What the exercise asks:
Render every line of the data exactly as written, and leave out the pictures.

Material for this exercise:
*-*-*

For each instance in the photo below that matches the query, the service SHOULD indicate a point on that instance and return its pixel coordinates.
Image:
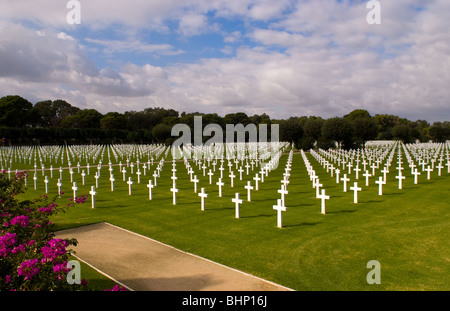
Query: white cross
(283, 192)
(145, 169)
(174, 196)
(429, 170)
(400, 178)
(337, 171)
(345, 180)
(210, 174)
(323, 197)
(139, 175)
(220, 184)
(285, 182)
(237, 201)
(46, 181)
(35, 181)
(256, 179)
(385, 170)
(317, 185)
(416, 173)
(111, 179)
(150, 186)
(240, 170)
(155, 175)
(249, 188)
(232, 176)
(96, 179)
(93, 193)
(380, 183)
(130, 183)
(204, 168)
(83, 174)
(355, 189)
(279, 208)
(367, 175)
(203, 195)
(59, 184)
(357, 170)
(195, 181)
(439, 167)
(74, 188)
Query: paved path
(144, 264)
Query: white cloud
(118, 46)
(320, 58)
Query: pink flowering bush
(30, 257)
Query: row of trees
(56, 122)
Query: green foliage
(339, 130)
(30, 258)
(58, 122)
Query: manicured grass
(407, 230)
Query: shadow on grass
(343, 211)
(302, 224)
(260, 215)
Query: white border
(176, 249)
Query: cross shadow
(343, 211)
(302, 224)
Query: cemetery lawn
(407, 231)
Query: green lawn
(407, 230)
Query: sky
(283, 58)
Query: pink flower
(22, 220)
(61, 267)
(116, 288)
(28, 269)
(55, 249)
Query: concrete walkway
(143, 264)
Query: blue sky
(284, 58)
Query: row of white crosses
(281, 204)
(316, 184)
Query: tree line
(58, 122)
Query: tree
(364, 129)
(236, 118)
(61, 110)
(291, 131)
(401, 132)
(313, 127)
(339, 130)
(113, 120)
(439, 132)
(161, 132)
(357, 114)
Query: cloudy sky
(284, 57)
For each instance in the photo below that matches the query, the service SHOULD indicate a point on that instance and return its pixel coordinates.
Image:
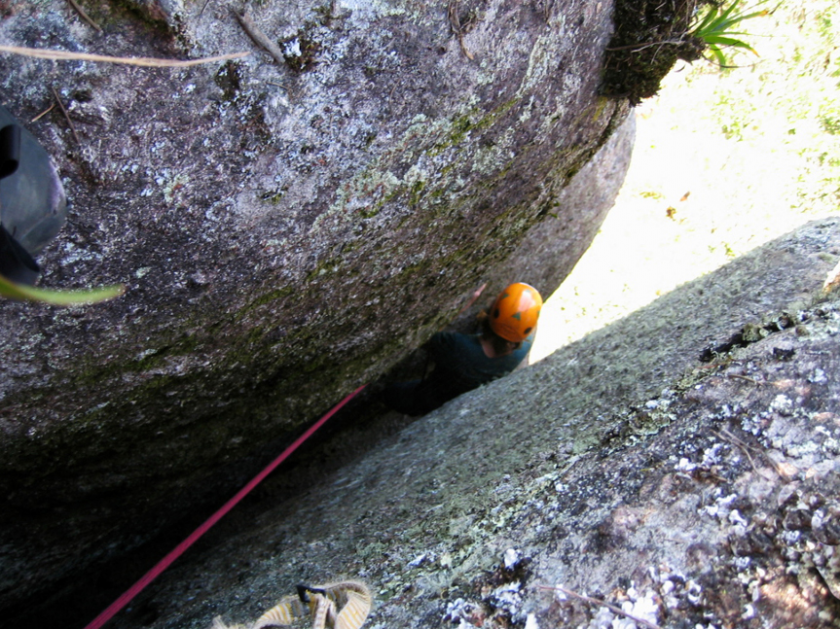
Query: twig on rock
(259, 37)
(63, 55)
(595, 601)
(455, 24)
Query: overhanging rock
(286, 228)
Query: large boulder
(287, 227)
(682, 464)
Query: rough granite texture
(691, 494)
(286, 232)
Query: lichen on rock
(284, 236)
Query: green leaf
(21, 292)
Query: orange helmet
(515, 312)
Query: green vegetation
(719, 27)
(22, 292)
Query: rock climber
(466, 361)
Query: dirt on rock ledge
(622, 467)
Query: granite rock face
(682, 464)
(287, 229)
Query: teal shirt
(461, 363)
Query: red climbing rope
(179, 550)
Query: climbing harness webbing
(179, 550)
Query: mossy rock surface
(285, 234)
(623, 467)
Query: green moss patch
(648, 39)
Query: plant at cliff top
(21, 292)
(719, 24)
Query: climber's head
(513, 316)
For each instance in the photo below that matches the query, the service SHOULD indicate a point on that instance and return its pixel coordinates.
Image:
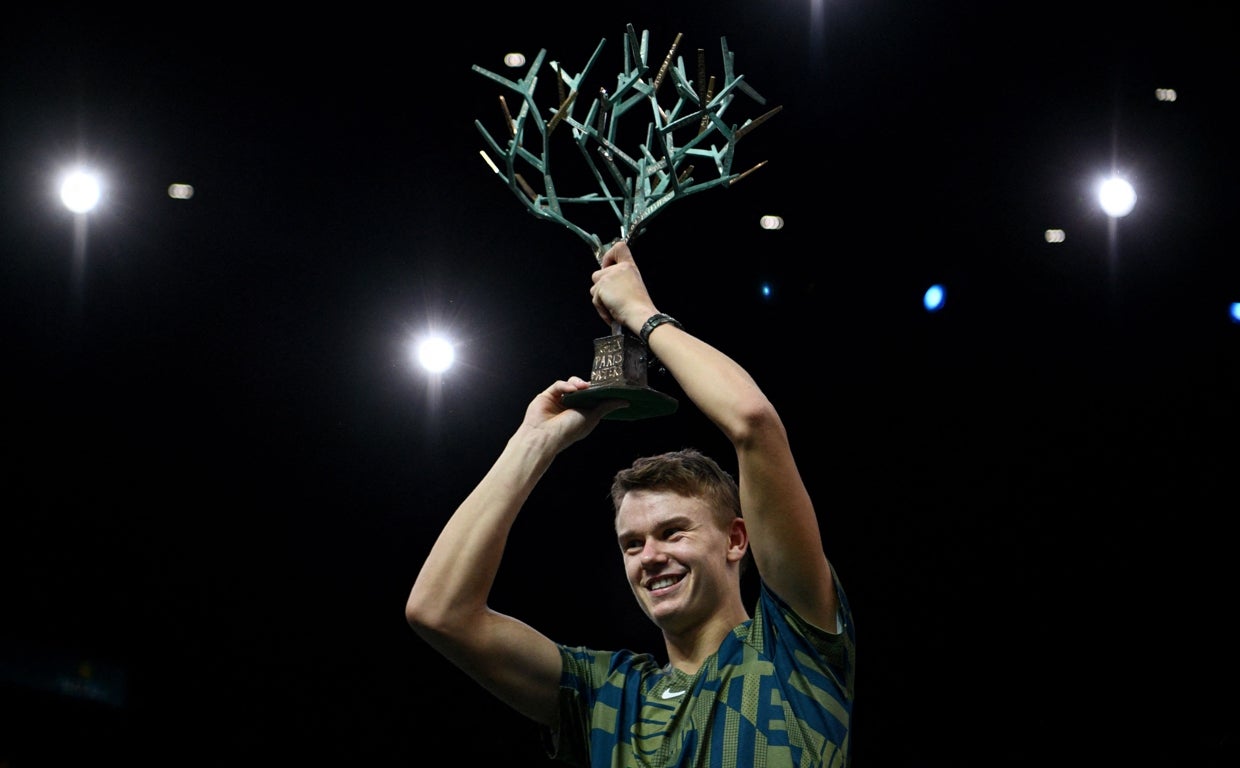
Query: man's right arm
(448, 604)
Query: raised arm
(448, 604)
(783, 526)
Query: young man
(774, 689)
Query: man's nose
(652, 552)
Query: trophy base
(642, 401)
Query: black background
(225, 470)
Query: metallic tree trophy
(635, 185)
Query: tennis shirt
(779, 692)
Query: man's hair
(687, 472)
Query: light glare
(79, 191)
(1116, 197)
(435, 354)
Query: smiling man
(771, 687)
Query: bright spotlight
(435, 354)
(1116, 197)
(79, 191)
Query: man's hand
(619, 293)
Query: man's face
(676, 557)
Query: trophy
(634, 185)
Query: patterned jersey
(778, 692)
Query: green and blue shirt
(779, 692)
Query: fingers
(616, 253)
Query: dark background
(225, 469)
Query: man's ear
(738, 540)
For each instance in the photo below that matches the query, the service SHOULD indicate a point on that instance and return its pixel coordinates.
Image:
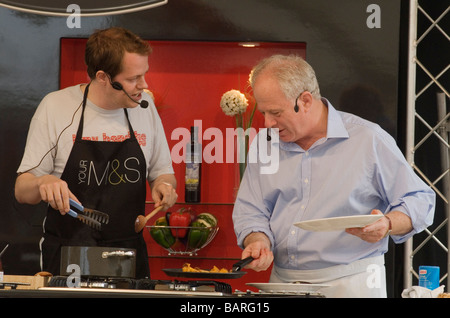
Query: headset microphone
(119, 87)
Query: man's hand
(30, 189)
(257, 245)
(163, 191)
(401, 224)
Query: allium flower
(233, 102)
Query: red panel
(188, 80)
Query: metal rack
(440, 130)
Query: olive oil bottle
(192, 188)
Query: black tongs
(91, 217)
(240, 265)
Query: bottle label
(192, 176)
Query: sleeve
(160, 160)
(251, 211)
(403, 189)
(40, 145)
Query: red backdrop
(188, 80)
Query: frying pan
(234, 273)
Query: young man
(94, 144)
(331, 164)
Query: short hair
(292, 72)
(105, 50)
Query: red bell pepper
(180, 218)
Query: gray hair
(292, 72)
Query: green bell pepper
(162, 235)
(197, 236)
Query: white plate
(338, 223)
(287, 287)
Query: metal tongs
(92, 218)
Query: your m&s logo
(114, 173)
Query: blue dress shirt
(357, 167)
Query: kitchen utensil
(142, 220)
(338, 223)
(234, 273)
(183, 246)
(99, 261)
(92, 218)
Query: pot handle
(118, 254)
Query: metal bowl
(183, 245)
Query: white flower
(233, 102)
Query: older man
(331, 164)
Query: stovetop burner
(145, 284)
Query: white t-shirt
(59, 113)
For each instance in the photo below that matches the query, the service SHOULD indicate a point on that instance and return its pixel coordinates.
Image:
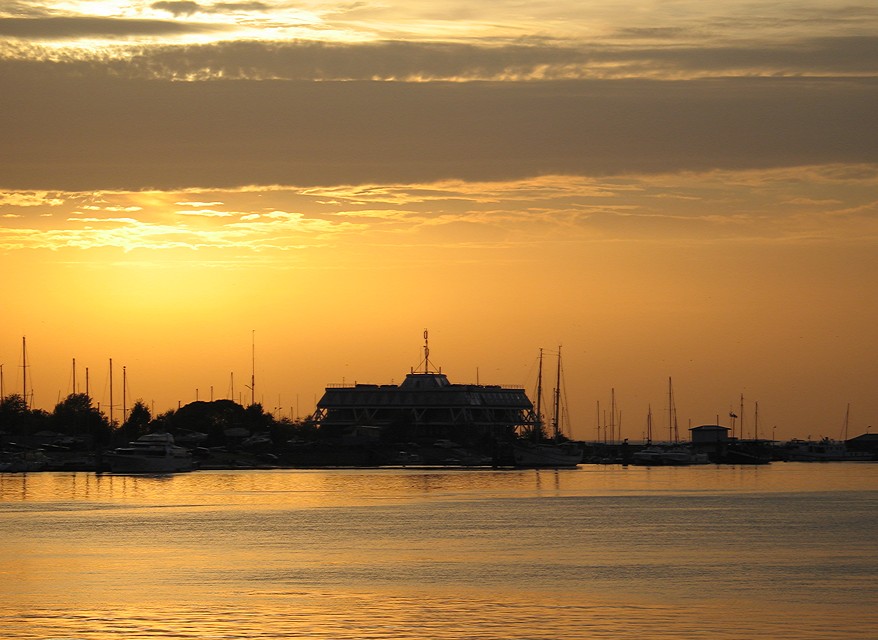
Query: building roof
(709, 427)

*-*-*

Result of this task:
For each instance in the photo below that matches the query, the service SHOULD indicate a point on that instance and return its pixel coordinates.
Image:
Query: white cross
(283, 192)
(145, 169)
(174, 196)
(429, 170)
(400, 178)
(337, 171)
(345, 180)
(210, 174)
(323, 197)
(139, 175)
(220, 184)
(285, 182)
(237, 201)
(46, 181)
(35, 181)
(256, 179)
(385, 170)
(317, 185)
(416, 173)
(111, 179)
(150, 186)
(240, 170)
(155, 175)
(249, 188)
(232, 176)
(96, 179)
(93, 193)
(380, 183)
(130, 183)
(204, 168)
(83, 174)
(355, 189)
(279, 208)
(367, 175)
(203, 195)
(59, 184)
(357, 170)
(195, 181)
(439, 167)
(74, 188)
Query: paved path
(144, 264)
Query: white cloud
(118, 46)
(320, 58)
Query: pink flowering bush
(30, 257)
Query: row of trees
(56, 122)
Query: green foliage
(339, 130)
(30, 258)
(58, 122)
Query: manicured grass
(407, 230)
Query: shadow on grass
(343, 211)
(302, 224)
(260, 215)
Query: white border
(176, 249)
Query: cross shadow
(343, 211)
(302, 224)
Query: cemetery lawn
(407, 231)
Query: green lawn
(407, 230)
Query: sky
(283, 58)
Query: pink flower
(22, 220)
(61, 267)
(116, 288)
(28, 269)
(55, 249)
Query: concrete walkway
(143, 264)
Query: blue sky
(284, 58)
Query: row of white crosses
(281, 204)
(316, 184)
Query: tree line
(58, 122)
Query: tree
(364, 129)
(236, 118)
(61, 110)
(291, 131)
(401, 132)
(313, 127)
(339, 130)
(113, 120)
(439, 132)
(161, 132)
(357, 114)
Query: cloudy sky
(284, 57)
For each instance in the photo below that matches the query, the service SHOULD indicate a point on that instance and return its pixel coordinates.
Image:
Query: twig on rock
(259, 37)
(63, 55)
(595, 601)
(455, 24)
Query: overhanging rock
(286, 228)
Query: large boulder
(287, 227)
(682, 464)
Query: rough granite texture
(691, 494)
(286, 232)
Query: lichen on rock
(284, 236)
Query: green leaf
(21, 292)
Query: orange helmet
(515, 312)
Query: green vegetation
(719, 27)
(22, 292)
Query: rock climber
(466, 361)
Query: dirt on rock ledge
(622, 467)
Query: granite rock face
(682, 464)
(287, 229)
Query: teal shirt
(461, 363)
Query: red climbing rope
(179, 550)
Query: climbing harness webbing
(179, 550)
Query: mossy rock surface
(285, 234)
(623, 467)
Query: green moss patch
(648, 39)
Query: plant at cliff top
(21, 292)
(719, 24)
Query: climber's head
(513, 316)
For each instance in the photo below that matches the query, the service SHOULD indicate a point on that instance and return its pixel coordinates.
Image:
Query: man's right arm
(448, 604)
Query: raised arm
(448, 604)
(783, 526)
Query: young man
(774, 689)
Query: man's nose
(652, 552)
Query: trophy base
(642, 401)
Query: black background
(225, 470)
Query: metallic tree trophy
(635, 185)
Query: tennis shirt
(779, 692)
Query: man's hair
(687, 472)
Query: light glare
(79, 191)
(1116, 197)
(435, 354)
Query: smiling man
(771, 687)
Query: bright spotlight
(435, 354)
(1116, 197)
(79, 191)
Query: man's hand
(619, 293)
Query: man's face
(676, 557)
Query: trophy
(634, 185)
Query: patterned jersey
(778, 692)
Query: green and blue shirt
(779, 692)
Query: fingers
(616, 253)
Query: dark background
(225, 469)
Query: man's ear
(738, 540)
For each instance in the photo below that matches the query, the service SHOULD indicate a point on that instance and return its pixel coordinates.
Image:
Query: headset microphone
(119, 87)
Query: man's hand
(30, 189)
(257, 245)
(163, 191)
(401, 224)
Query: allium flower
(233, 102)
Query: red panel
(188, 80)
Query: metal rack
(440, 130)
Query: olive oil bottle
(192, 188)
Query: black tongs
(91, 217)
(240, 265)
Query: bottle label
(192, 176)
Query: sleeve
(160, 160)
(251, 211)
(403, 189)
(40, 145)
Query: red backdrop
(188, 80)
Query: frying pan
(234, 273)
Query: young man
(94, 144)
(331, 164)
Query: short hair
(292, 72)
(105, 50)
Query: red bell pepper
(180, 218)
Query: gray hair
(292, 72)
Query: green bell pepper
(162, 235)
(197, 236)
Query: white plate
(338, 223)
(287, 287)
Query: metal tongs
(92, 218)
Query: your m&s logo
(114, 173)
Query: blue dress shirt
(357, 167)
Query: kitchen utensil
(142, 220)
(338, 223)
(234, 273)
(183, 246)
(99, 261)
(92, 218)
Query: pot handle
(118, 254)
Query: metal bowl
(183, 245)
Query: white flower
(233, 102)
Query: older man
(331, 164)
Query: stovetop burner
(145, 284)
Query: white t-shirt
(59, 113)
For each instance in the photo below that matches the query, the service SHOULD indicate a point on that instance and return its pixel coordinates.
Image:
Query: building roof
(709, 427)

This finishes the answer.